**Exercise objective:** Recast the material as a JSON list of strings, one string per line, leaving out blank lines. Begin at the first line of the material and stop after the line that contains "top-left (941, 437), bottom-right (1067, 498)", including that line.

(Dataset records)
● ● ●

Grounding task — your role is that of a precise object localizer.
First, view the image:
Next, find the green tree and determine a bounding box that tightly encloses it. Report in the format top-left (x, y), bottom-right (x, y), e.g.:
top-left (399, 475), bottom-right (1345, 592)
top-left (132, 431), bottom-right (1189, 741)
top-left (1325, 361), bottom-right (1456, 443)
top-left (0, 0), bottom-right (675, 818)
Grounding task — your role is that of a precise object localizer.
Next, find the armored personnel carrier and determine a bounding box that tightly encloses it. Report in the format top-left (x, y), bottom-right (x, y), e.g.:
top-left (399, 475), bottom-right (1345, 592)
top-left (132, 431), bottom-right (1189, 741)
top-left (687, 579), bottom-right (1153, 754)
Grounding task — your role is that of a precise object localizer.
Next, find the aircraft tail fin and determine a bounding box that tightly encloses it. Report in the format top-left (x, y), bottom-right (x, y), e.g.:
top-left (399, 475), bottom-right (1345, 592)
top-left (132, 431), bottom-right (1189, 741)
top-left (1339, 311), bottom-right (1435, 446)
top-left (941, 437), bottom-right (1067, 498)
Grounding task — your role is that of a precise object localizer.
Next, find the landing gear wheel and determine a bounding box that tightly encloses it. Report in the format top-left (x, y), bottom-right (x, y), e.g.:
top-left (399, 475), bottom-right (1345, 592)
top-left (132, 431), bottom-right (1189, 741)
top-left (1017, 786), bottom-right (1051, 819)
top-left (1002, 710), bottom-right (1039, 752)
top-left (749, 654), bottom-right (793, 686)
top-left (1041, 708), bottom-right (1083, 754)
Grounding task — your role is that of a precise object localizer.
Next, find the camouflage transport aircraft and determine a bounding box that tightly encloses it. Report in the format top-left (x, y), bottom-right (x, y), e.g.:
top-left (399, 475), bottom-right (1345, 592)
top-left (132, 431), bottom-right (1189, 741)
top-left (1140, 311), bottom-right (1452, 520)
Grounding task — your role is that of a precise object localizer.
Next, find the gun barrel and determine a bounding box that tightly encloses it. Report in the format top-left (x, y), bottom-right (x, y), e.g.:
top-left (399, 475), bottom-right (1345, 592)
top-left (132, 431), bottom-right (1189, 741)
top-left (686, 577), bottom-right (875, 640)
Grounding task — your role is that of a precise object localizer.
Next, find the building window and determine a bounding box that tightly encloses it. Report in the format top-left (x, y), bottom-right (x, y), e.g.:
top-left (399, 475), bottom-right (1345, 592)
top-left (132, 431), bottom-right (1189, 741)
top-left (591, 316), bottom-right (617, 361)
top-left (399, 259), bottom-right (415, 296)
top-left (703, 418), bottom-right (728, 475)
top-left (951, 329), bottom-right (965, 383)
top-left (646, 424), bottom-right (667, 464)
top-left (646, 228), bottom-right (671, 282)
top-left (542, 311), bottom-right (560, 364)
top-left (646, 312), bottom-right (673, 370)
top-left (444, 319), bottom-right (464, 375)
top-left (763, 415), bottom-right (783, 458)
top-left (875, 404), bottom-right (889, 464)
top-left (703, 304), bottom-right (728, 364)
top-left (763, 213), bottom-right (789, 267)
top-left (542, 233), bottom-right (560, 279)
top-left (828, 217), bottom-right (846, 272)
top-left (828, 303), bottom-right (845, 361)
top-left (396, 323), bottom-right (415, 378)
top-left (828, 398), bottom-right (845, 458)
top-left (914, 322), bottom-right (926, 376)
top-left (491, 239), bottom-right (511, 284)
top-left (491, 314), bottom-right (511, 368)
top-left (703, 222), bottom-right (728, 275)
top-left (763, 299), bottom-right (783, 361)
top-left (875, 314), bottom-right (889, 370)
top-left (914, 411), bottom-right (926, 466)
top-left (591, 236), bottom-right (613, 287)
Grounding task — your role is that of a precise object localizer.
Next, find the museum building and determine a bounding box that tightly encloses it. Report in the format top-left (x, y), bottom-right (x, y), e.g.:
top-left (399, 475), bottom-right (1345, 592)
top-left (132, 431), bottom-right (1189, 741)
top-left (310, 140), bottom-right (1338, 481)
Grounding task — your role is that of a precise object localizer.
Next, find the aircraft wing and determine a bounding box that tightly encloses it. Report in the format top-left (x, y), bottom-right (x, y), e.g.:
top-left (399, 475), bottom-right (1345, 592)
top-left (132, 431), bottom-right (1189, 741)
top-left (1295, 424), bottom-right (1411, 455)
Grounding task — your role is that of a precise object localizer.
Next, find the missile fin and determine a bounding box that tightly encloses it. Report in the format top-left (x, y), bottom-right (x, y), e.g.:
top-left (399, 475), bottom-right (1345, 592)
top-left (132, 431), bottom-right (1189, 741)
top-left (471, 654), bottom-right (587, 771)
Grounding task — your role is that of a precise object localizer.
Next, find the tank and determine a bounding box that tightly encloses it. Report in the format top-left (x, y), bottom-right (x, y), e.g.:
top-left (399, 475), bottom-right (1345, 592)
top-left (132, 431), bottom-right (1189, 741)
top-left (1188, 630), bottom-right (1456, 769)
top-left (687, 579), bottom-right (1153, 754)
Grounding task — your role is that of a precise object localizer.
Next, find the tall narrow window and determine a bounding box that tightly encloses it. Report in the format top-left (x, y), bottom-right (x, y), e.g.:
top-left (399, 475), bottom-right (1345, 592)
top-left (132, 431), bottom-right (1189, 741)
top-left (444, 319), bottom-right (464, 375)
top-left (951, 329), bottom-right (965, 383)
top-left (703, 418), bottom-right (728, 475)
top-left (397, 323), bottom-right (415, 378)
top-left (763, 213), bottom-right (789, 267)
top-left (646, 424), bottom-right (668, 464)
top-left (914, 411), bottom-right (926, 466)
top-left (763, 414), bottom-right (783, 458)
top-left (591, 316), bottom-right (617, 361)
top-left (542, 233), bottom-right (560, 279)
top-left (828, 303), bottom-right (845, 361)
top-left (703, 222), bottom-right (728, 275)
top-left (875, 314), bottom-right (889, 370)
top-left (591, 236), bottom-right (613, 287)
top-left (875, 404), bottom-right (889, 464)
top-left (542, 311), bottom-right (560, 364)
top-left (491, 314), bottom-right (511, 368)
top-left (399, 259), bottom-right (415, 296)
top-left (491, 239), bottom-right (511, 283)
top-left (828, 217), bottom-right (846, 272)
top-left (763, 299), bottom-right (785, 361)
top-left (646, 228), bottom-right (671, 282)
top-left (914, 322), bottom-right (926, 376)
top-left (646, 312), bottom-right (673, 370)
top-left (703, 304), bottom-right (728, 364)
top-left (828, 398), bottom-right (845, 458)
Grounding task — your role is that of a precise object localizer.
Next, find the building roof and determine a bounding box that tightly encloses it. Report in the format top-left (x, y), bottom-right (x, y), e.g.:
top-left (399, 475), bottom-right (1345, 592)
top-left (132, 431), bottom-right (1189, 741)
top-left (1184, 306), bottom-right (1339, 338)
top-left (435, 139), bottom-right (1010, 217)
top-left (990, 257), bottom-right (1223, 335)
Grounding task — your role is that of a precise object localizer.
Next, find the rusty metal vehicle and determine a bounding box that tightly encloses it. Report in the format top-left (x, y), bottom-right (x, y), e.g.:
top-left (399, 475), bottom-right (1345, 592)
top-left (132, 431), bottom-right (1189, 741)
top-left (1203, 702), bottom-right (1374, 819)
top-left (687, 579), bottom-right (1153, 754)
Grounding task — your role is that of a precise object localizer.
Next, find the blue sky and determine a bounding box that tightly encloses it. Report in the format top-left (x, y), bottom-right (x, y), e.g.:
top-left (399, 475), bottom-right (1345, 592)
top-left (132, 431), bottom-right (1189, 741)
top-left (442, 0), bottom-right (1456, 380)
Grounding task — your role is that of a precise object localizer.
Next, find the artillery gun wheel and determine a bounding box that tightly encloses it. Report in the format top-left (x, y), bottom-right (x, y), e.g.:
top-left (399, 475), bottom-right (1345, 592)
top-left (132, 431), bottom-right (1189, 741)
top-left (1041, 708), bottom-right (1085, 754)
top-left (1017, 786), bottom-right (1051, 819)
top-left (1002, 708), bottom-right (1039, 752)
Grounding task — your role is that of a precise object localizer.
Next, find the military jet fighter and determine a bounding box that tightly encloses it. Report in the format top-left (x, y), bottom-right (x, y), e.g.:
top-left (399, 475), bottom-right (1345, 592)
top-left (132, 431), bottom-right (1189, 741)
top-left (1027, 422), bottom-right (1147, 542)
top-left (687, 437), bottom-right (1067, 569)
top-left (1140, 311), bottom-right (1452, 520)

● ● ●

**Output below:**
[
  "Grounding task — your role is that of a precise object localizer.",
  "First, view the image:",
  "Next, find the green tree and determine a bounding box that tightly encloses it. Report in the format top-left (x, y), bottom-right (x, y), e.g.:",
  "top-left (399, 475), bottom-right (1345, 592)",
  "top-left (132, 431), bottom-right (1189, 741)",
  "top-left (1325, 361), bottom-right (1456, 443)",
  "top-left (0, 0), bottom-right (675, 818)",
  "Grounding task — your role is that of a precise object localizer.",
  "Next, find the armored personnel carrier and determine a bounding box that tightly encloses it. Report in the format top-left (x, y), bottom-right (x, y), e.g.:",
  "top-left (399, 475), bottom-right (1345, 592)",
  "top-left (132, 431), bottom-right (1189, 741)",
  "top-left (687, 579), bottom-right (1153, 754)",
  "Grounding task — your role is that of a precise object localizer.",
  "Next, find the aircraft tail fin and determine a bounding box that tightly encloses it. Report in the format top-left (x, y), bottom-right (x, y), e.g.:",
  "top-left (399, 475), bottom-right (1345, 592)",
  "top-left (132, 431), bottom-right (1189, 741)",
  "top-left (1339, 311), bottom-right (1435, 446)",
  "top-left (941, 437), bottom-right (1067, 498)"
]